Aim of the exercise -
Can you change every "Outlines" in the material below to "Masks" and leave everything else as it is?
_ _ _
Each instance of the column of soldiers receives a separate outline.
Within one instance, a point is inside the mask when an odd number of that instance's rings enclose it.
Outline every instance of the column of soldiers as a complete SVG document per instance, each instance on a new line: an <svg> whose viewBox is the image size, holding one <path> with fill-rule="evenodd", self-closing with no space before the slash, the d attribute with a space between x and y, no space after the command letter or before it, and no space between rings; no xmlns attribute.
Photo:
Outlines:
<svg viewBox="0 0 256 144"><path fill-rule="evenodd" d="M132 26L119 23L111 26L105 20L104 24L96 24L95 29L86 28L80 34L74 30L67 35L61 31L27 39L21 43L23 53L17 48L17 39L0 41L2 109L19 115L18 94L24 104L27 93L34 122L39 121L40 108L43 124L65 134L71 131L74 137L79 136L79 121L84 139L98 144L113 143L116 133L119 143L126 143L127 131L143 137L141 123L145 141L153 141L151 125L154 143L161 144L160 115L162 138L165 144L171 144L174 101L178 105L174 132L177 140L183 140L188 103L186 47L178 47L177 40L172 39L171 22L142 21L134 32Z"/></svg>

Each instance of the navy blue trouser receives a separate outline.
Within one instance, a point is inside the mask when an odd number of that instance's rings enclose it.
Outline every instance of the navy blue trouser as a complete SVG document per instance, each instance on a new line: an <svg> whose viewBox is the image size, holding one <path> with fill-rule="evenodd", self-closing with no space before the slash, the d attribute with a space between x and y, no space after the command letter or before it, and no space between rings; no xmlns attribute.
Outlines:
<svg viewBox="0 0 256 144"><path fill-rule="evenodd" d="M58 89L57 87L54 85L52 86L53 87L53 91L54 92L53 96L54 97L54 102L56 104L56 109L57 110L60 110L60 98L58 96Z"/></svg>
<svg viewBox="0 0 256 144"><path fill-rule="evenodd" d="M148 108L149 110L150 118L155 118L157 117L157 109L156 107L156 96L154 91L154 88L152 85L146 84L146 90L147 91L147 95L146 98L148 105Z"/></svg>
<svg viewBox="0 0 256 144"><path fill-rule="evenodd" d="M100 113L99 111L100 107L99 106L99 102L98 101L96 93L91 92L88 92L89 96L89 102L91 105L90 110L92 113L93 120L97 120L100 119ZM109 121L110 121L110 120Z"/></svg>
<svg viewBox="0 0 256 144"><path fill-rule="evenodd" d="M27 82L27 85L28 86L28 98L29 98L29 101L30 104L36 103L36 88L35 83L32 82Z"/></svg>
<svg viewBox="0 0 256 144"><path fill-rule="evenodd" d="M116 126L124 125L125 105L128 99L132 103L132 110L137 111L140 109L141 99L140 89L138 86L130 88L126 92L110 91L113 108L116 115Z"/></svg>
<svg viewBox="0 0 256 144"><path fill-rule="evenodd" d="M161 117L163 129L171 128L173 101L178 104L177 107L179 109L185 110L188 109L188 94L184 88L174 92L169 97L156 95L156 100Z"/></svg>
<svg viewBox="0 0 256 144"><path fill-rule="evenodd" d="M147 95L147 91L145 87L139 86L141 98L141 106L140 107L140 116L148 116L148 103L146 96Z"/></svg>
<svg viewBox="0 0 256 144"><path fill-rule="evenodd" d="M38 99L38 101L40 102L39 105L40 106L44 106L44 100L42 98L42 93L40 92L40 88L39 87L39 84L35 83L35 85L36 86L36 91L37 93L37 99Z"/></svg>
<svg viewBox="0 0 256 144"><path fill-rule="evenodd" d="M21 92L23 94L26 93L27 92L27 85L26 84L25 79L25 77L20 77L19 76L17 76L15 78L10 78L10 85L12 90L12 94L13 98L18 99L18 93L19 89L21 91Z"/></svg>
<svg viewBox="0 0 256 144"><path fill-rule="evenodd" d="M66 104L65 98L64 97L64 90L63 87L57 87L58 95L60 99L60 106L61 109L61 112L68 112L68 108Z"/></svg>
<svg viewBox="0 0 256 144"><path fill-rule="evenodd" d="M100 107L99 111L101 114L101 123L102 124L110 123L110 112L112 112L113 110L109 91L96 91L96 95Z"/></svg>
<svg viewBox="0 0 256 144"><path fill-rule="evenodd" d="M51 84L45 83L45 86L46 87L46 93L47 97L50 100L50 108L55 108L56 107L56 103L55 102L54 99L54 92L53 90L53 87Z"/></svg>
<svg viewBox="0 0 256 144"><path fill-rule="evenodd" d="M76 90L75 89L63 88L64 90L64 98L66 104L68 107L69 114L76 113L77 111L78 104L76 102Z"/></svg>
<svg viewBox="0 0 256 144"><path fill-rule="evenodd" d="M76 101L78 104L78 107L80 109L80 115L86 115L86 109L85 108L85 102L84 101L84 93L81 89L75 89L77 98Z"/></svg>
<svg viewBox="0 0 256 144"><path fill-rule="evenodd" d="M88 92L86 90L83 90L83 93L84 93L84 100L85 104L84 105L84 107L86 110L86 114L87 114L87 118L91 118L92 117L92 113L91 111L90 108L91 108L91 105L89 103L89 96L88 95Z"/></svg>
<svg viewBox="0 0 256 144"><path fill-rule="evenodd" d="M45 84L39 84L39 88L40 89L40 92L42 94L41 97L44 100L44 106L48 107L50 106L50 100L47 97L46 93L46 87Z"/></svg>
_ _ _
Exercise result -
Each instance of the column of soldiers receives a separate outline.
Within one instance, a point is inside the mask when an odd number of that instance's rings enclose it.
Outline every instance of the column of soldiers as a complete SVG document per instance, each instance on a new line: an <svg> whose viewBox is the image size, holding one <path> with fill-rule="evenodd", self-closing with no space before the slash, the d attribute with a space between x and y, no space after the command letter or before it, and no space between rings; no xmlns attribute.
Photo:
Masks:
<svg viewBox="0 0 256 144"><path fill-rule="evenodd" d="M132 26L119 23L111 26L105 20L104 24L96 24L95 29L86 28L80 34L74 30L67 35L61 31L27 39L21 43L23 53L17 48L17 39L0 41L2 109L19 115L18 94L24 104L27 93L34 122L39 121L40 108L43 124L65 134L71 131L74 137L79 136L79 121L84 139L98 144L113 143L116 133L119 143L126 143L127 131L143 137L141 123L145 141L153 141L151 125L154 143L161 144L160 115L162 138L165 144L171 144L174 101L178 105L174 132L177 140L183 140L188 103L186 47L178 47L177 40L172 39L171 22L142 21L134 32Z"/></svg>

Each instance of the navy blue trouser receives a separate outline.
Within one instance, a point is inside the mask when an odd number of that instance's rings enclose it.
Outline every instance of the navy blue trouser as a complete SVG document per instance, each instance on a new line: an <svg> whose viewBox is the image size, holding one <path> with fill-rule="evenodd", self-closing with no space before the slash, the d attribute with a space between x and y, no space after the command letter or before it, and no space between rings; no xmlns attribute.
Masks:
<svg viewBox="0 0 256 144"><path fill-rule="evenodd" d="M58 89L57 87L54 85L52 86L53 87L53 91L54 92L53 96L54 97L54 102L56 104L56 109L57 110L60 110L60 98L58 96Z"/></svg>
<svg viewBox="0 0 256 144"><path fill-rule="evenodd" d="M148 108L149 110L150 118L155 118L157 117L157 109L156 107L156 96L154 91L154 88L152 85L146 84L146 90L147 91L147 95L146 98L148 105Z"/></svg>
<svg viewBox="0 0 256 144"><path fill-rule="evenodd" d="M100 113L99 111L100 107L99 106L99 102L98 101L96 93L91 92L88 92L89 96L89 102L91 105L90 110L92 113L93 120L97 120L100 119ZM109 121L110 121L110 120Z"/></svg>
<svg viewBox="0 0 256 144"><path fill-rule="evenodd" d="M27 82L27 85L28 86L28 98L29 98L29 101L30 104L36 103L36 88L35 83L32 82Z"/></svg>
<svg viewBox="0 0 256 144"><path fill-rule="evenodd" d="M116 126L124 125L125 105L128 99L132 103L132 110L137 111L140 109L141 99L140 89L138 86L130 88L126 92L110 91L113 108L116 115Z"/></svg>
<svg viewBox="0 0 256 144"><path fill-rule="evenodd" d="M161 117L163 129L171 128L173 101L178 104L177 107L179 109L185 110L188 109L188 94L184 88L174 92L169 97L156 95L156 100Z"/></svg>
<svg viewBox="0 0 256 144"><path fill-rule="evenodd" d="M147 95L147 91L145 87L139 86L141 98L141 106L140 107L140 116L148 116L148 103L146 96Z"/></svg>
<svg viewBox="0 0 256 144"><path fill-rule="evenodd" d="M38 99L38 101L40 102L39 105L40 106L44 106L44 100L42 98L42 93L40 92L40 88L39 87L39 84L35 83L35 85L36 86L36 91L37 93L37 99Z"/></svg>
<svg viewBox="0 0 256 144"><path fill-rule="evenodd" d="M21 92L23 94L26 93L27 92L27 85L26 84L25 79L25 77L20 77L19 76L17 76L15 78L10 78L10 85L12 90L12 94L13 98L18 99L18 93L19 89L21 91Z"/></svg>
<svg viewBox="0 0 256 144"><path fill-rule="evenodd" d="M66 104L65 98L64 97L64 90L63 87L57 87L58 95L60 99L60 106L61 109L61 112L68 112L68 108Z"/></svg>
<svg viewBox="0 0 256 144"><path fill-rule="evenodd" d="M100 107L99 111L101 114L101 123L102 124L110 123L110 112L112 112L113 110L109 91L96 91L96 95Z"/></svg>
<svg viewBox="0 0 256 144"><path fill-rule="evenodd" d="M51 84L45 83L45 86L46 87L46 93L47 97L50 100L50 108L55 108L56 107L56 103L55 102L54 99L54 92L53 90L53 87Z"/></svg>
<svg viewBox="0 0 256 144"><path fill-rule="evenodd" d="M76 90L75 89L63 88L64 90L64 98L66 104L68 107L69 114L76 113L77 111L78 104L76 102Z"/></svg>
<svg viewBox="0 0 256 144"><path fill-rule="evenodd" d="M76 101L78 104L78 107L80 109L80 115L86 115L86 109L85 108L85 102L84 101L84 93L81 89L75 89L77 98Z"/></svg>
<svg viewBox="0 0 256 144"><path fill-rule="evenodd" d="M88 92L86 90L83 90L83 93L84 93L84 100L85 104L84 105L84 107L86 110L86 114L87 114L87 118L91 118L92 117L92 113L91 111L90 108L91 108L91 105L89 103L89 96L88 95Z"/></svg>
<svg viewBox="0 0 256 144"><path fill-rule="evenodd" d="M45 84L39 84L39 88L40 89L40 92L42 94L41 97L44 100L44 106L48 107L50 106L50 100L47 97L46 93L46 87Z"/></svg>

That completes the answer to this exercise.